Excerpted from A Surprised Queenhood in the New Black Sun: The Life & Legacy of Gwendolyn Brooks by Angela Jackson (Beacon Press, 2017). Repainted with Permission from Beacon Press.
A tremor shook Gwendolyn as she made her way to higher ground: she was misquoted by a newspaperman from the San Jose Mercury News who said that she “admits she had to turn down requests from civil rights groups to save her literary integrity. ‘They wanted me to write marching songs,’ Miss Brooks said. ‘I just couldn’t do that.’” Gwendolyn had said no such thing. In fact, she considered what the reporter claimed she had said as traitorous to her race.
In Negro Digest, Gwendolyn denounced the misrepresentation of herself as an artist divorced from the pulse of the people, too elevated to write “marching songs.” To her mind, she would have been proud to have penned “We Shall Overcome.” She did not relish being counted out of the struggle. She wanted to be at the heart of it. Something in her was open for the disruption of a move to higher ground and the people who dwelled there. She liked to be where the action was. She told her biographer, George E. Kent, that she “liked people who did things.” It would seem she was ready to do things, whether she said so or not.
She had thought it would be a writers’ conference like any other, in spite of the contentious flare-ups over race at conferences in recent years. She had thought she would do her part and that the audience would be appropriately responsive to her reading.
Gwendolyn arrived at the Second Annual Fisk Writers Conference, organized by the novelist John Oliver Killens, in the spring of 1967 in Nashville, Tennessee, thinking she would be as warmly received as she had been at her previous reading in cold, all-white South Dakota. At Fisk she was to read with her old friend from the Visionaries workshop, Margaret Danner Cunningham. Poet Amiri Baraka—formerly known as LeRoi Jones—was there as a playwright, speaking with Detroit’s Ron Milner; Chicago novelist Ronald Fair presented with John Oliver Killens; and Chicago historian Lerone Bennett Jr. spoke with New York’s John Henrik Clarke. These participants addressed the conference theme, “The Black Writer and Human Rights.”

________________________________________

§ **GOALS**
a: List every row below that contains the string "windmill". Case counts.
b: Write the next part of the excerpt about Gwendolyn Brooks at the Fisk Writers Conference, picking up right after its final sentence.

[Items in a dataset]
________________________________________

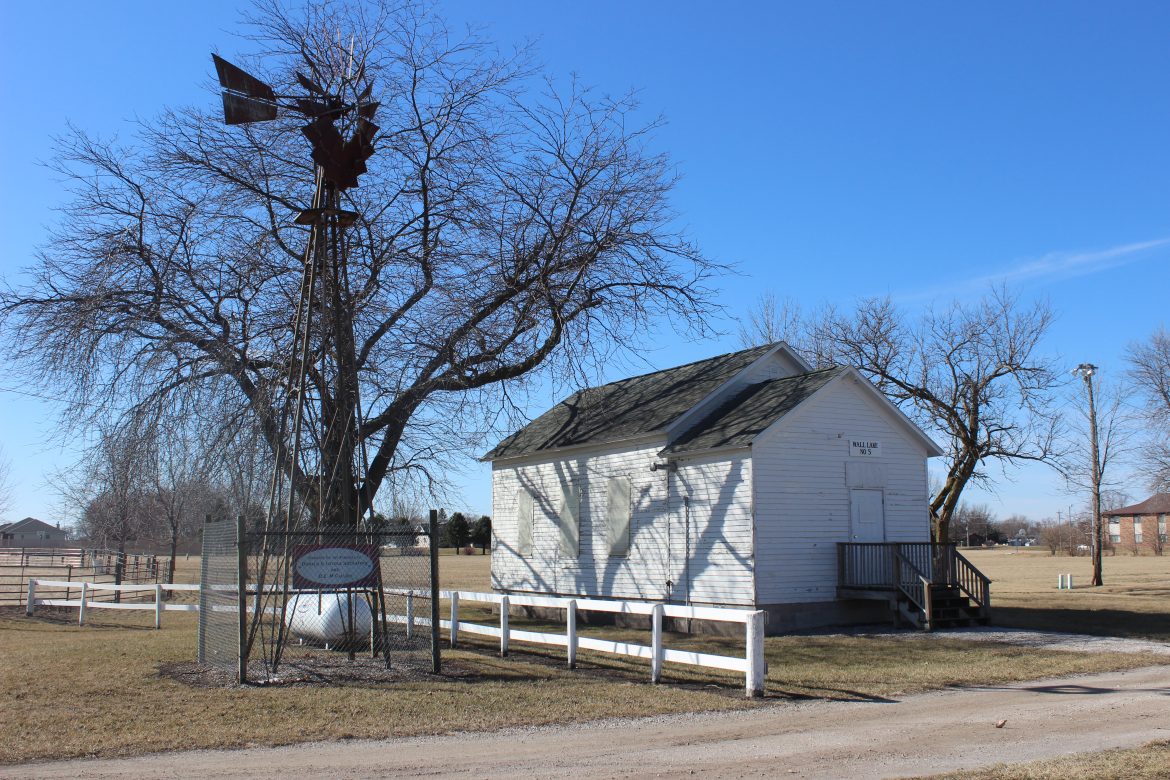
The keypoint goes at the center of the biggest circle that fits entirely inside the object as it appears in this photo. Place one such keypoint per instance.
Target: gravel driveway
(931, 732)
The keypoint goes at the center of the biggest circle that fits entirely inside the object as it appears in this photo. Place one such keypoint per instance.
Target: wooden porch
(926, 585)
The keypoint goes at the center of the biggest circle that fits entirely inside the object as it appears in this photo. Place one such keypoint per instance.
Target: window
(618, 516)
(523, 523)
(568, 522)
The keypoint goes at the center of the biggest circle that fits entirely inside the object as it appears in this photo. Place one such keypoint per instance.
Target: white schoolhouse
(724, 482)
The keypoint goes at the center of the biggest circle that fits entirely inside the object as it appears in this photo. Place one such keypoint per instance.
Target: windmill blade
(309, 84)
(236, 80)
(241, 109)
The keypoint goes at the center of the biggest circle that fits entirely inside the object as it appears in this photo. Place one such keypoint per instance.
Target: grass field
(97, 690)
(1134, 600)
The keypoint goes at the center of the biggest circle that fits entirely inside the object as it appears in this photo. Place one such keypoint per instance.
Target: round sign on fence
(316, 566)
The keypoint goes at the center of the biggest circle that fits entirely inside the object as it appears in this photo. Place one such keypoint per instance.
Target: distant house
(727, 481)
(1140, 527)
(32, 532)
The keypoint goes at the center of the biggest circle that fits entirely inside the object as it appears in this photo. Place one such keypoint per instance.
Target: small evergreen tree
(456, 532)
(481, 533)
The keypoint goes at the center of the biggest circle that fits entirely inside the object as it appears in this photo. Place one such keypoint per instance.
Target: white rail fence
(752, 664)
(84, 604)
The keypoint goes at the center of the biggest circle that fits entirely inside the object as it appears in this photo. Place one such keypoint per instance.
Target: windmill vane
(342, 160)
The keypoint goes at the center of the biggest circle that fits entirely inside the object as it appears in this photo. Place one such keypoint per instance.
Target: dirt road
(930, 732)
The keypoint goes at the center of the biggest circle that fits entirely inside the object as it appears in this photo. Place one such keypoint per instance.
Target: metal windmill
(314, 496)
(322, 387)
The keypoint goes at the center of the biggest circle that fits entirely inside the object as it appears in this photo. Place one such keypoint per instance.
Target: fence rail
(752, 665)
(84, 602)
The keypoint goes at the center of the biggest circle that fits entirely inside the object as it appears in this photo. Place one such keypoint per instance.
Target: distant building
(32, 532)
(1140, 527)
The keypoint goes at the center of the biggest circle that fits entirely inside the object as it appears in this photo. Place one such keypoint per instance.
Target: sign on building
(865, 448)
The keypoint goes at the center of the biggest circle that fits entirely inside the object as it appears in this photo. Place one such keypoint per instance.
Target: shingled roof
(627, 408)
(748, 413)
(1156, 504)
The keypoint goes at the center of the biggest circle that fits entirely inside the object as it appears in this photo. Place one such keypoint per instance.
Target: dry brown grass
(1134, 601)
(97, 690)
(1149, 761)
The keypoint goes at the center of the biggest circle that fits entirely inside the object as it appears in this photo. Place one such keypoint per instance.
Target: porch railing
(909, 566)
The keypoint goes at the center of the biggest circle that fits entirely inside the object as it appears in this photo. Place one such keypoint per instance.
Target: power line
(45, 398)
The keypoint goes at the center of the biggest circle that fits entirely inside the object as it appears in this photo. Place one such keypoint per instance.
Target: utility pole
(1086, 371)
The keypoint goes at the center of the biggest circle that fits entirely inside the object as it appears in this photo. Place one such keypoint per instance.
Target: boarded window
(523, 523)
(569, 522)
(618, 516)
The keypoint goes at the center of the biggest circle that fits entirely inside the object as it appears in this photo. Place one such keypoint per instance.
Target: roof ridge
(685, 365)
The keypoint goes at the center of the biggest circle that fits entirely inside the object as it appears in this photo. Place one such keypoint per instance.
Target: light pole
(1086, 371)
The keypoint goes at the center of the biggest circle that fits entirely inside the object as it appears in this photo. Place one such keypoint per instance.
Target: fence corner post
(503, 626)
(410, 614)
(757, 667)
(241, 596)
(454, 618)
(656, 643)
(571, 633)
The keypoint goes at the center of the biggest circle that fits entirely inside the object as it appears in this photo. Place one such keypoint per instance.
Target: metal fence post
(656, 643)
(410, 614)
(242, 594)
(571, 633)
(454, 618)
(202, 595)
(435, 650)
(503, 626)
(757, 667)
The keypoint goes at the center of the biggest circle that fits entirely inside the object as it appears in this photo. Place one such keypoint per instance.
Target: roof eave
(553, 451)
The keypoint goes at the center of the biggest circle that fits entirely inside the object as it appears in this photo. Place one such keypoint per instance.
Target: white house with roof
(729, 481)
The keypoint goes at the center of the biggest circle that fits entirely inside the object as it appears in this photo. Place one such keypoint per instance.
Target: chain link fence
(219, 598)
(324, 604)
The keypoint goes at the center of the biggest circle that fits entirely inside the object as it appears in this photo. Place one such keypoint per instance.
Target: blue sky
(831, 150)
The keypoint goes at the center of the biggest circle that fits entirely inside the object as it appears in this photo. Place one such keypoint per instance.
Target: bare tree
(972, 373)
(770, 321)
(111, 490)
(504, 228)
(1150, 372)
(1103, 437)
(180, 482)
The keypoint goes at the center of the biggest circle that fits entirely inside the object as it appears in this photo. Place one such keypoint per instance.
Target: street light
(1086, 371)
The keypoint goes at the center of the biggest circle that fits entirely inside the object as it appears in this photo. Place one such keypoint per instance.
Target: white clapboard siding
(716, 532)
(639, 574)
(802, 496)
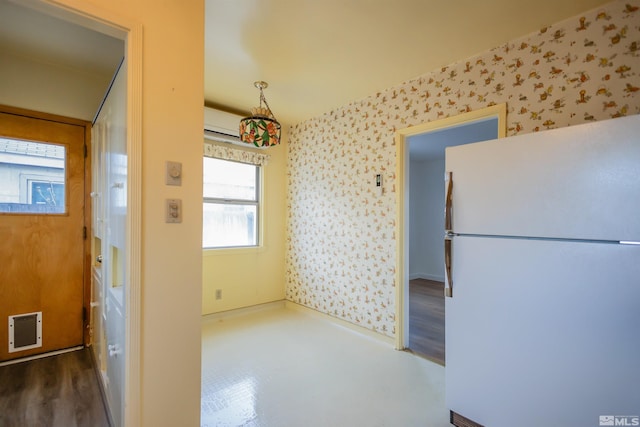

________________________________________

§ **RESULTS OF THE TASKS**
a:
Target: windmill blade
Target: windmill vane
Target: metal windmill

b:
John Henrik Clarke noted the change in names, that Negroes were calling themselves Afro-Americans. They had been “black” people for some time now. But Gwendolyn Brooks was still calling herself and her people “Negroes.” Lerone Bennett spoke of the black writer’s role as a revolutionary, of the necessity to redefine himself outside the realm of white supremacist values and to cast the civil rights struggle in the realm of revolution, beginning with black writers addressing black people instead of their oppressors. These were radical messages.
Gwendolyn felt the electricity in the air. The young people who attended the workshops were different. They were self-confident, awe-inspiring. They would impress Gwendolyn Brooks as black and beautiful. They were on fire with the fever of a proud sense of heritage and mission. They were the children of Malcolm X—independent of the need for white approval or acceptance, bold and clamoring to knock down American customs that denied them fullness as human beings.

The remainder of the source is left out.